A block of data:
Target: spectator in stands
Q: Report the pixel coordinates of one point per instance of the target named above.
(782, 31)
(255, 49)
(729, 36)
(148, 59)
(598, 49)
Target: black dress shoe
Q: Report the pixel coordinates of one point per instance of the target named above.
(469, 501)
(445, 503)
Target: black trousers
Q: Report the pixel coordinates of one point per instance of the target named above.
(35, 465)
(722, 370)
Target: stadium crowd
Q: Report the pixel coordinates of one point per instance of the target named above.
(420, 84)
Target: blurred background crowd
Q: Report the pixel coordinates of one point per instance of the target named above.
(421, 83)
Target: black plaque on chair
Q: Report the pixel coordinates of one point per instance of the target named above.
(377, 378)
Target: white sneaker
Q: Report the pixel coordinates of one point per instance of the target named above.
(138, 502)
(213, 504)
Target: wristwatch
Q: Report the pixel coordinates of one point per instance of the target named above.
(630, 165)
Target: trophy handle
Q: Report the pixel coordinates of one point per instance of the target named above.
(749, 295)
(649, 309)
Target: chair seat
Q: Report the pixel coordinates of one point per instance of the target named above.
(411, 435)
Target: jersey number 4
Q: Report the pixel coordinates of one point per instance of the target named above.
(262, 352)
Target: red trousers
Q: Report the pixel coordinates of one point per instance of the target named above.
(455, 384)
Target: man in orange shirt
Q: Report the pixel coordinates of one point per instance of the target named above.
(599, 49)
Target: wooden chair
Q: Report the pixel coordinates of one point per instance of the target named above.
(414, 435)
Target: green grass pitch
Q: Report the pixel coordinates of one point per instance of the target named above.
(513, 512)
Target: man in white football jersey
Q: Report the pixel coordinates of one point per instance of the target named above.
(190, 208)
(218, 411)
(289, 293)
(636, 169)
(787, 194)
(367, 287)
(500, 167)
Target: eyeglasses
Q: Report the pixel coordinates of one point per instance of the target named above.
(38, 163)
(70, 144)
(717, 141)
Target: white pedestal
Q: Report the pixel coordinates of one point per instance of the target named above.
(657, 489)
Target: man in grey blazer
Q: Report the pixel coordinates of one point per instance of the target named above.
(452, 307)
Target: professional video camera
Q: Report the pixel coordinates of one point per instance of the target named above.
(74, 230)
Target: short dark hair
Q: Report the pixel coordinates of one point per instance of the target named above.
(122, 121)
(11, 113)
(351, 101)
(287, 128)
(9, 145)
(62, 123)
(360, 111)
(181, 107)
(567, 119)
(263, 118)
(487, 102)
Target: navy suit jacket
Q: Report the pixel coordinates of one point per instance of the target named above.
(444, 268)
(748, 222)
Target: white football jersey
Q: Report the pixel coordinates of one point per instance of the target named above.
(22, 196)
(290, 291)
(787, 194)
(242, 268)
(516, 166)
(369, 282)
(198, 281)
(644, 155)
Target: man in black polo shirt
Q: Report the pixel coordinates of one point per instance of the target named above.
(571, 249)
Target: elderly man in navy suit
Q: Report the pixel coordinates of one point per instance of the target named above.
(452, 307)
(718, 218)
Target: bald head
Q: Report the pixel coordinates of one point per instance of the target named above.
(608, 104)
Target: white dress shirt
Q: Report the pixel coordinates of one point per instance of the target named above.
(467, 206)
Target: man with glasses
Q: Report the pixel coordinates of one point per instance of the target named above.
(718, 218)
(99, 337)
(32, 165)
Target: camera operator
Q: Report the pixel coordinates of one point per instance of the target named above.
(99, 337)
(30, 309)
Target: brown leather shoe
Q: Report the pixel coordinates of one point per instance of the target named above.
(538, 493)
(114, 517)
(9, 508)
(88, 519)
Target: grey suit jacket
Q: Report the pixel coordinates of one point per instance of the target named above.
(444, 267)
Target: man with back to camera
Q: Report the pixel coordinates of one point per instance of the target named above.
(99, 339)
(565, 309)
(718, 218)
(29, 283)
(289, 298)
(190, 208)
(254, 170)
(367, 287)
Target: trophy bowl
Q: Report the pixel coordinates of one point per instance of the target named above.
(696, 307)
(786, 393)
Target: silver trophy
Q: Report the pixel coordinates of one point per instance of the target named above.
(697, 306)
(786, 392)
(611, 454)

YOUR TASK: Return every entry verbatim.

RESPONSE TO THIS TASK:
Target: spectator in stands
Q: Report the pixel coordinates of one point per instance of the target named above.
(782, 31)
(255, 49)
(729, 36)
(148, 59)
(598, 49)
Target: black dress shoe
Q: Report the pixel coordinates of one point per instance of the target named above.
(469, 501)
(445, 503)
Target: black trousers
Q: Report the pixel coordinates of one point per instance of the target named above.
(35, 465)
(722, 370)
Target: stadium crowd
Q: Report the pixel coordinates of one point per instance of the target named above.
(420, 84)
Target: blurred background crowd
Q: Report the pixel coordinates of one point per instance of the target named above.
(421, 83)
Target: black plaque on chair
Q: Report the pixel coordinates of one point per instance of the target named above.
(377, 378)
Target: white sneaker
Q: Report the pixel coordinates of one point per instance of the target named above.
(138, 502)
(213, 504)
Target: wristwatch
Q: Report the pixel coordinates of one point per instance of the target named above.
(630, 165)
Target: trophy handle
Q: Report the pixel coordinates of one point per instance of the target named above.
(749, 295)
(649, 309)
Target: chair seat
Q: Report the pixel coordinates of one point per instance of the target named above.
(411, 435)
Target: jersey number 4
Q: Report the pixel coordinates of one point per instance of the target named above.
(262, 352)
Target: red trousers
Q: Report the pixel coordinates of one point per instance of the target named above.
(455, 384)
Target: man in orange shirt
Q: Report the pixel coordinates of one point per instance of the target named above.
(599, 49)
Target: wooden chair
Q: Report the pixel coordinates of one point per instance of the target named above.
(414, 435)
Target: green grass pitch
Q: Report the pixel coordinates of one point per instance of the target named above.
(513, 512)
Target: man in white football jersey
Q: Report the pixel coordinates of one point per instance of the target named above.
(190, 208)
(218, 411)
(289, 293)
(636, 169)
(787, 194)
(367, 287)
(500, 167)
Target: eyeglasses
Q: Report the pixel coordinates of one point per instance of the target named above.
(38, 163)
(70, 144)
(717, 141)
Target: white pedestal
Q: Report the pixel coordinates of one point per instance of the target named above.
(657, 489)
Target: man in grey blazer
Q: Report the pixel coordinates of one point per instance of the target named above.
(452, 307)
Target: professional video camera
Q: Report the pixel coordinates of one point per instance of the target named above.
(74, 230)
Target: short dark hair
Q: Report the pixel coordinates of one point per instance of the target named above.
(122, 121)
(11, 113)
(351, 101)
(287, 128)
(9, 145)
(62, 123)
(360, 111)
(181, 107)
(567, 119)
(263, 118)
(487, 102)
Target: navy suit jacket
Q: Report the pixel coordinates of one point per instance of the target named above.
(444, 268)
(748, 222)
Target: white football jersey
Q: Report the pixel coordinates of one point per instance of the target named above.
(22, 196)
(290, 291)
(787, 194)
(242, 268)
(516, 166)
(369, 282)
(198, 281)
(644, 155)
Target: man in black polo shirt
Q: Report the pixel coordinates of one point per instance of the target named above.
(571, 249)
Target: elderly man in navy suit
Q: Report the pixel coordinates of one point per instance of the target named above.
(452, 307)
(718, 218)
Target: bald head
Q: Report the pixel coordinates of one point per instance of the target named above.
(608, 104)
Target: white dress shirt
Q: Report the pixel coordinates of one point per instance of the target named above.
(467, 206)
Target: man with glasses
Q: Report the pixel coordinates of one point per instance of the target named above.
(718, 218)
(99, 337)
(32, 165)
Target: camera operator
Q: Report the pixel coordinates of one point per instance of the target named above.
(99, 337)
(30, 309)
Target: brown leather shoe
Q: Report the pixel coordinates of one point per instance of the target named above.
(538, 493)
(114, 517)
(9, 508)
(88, 519)
Target: grey suit jacket
Q: Report the pixel coordinates of one point per instance of the target named above.
(444, 267)
Target: man with back to camera
Q: Report the pixel coordinates of one point per instance of the target named above.
(99, 339)
(565, 309)
(718, 218)
(29, 283)
(289, 298)
(190, 208)
(254, 170)
(367, 287)
Target: trophy bowl
Q: Report the pixel coordinates of one point per instance of the target named above.
(696, 307)
(786, 393)
Target: silver trophy
Q: Report the pixel coordinates of one point per instance of the target named above.
(697, 306)
(786, 392)
(611, 454)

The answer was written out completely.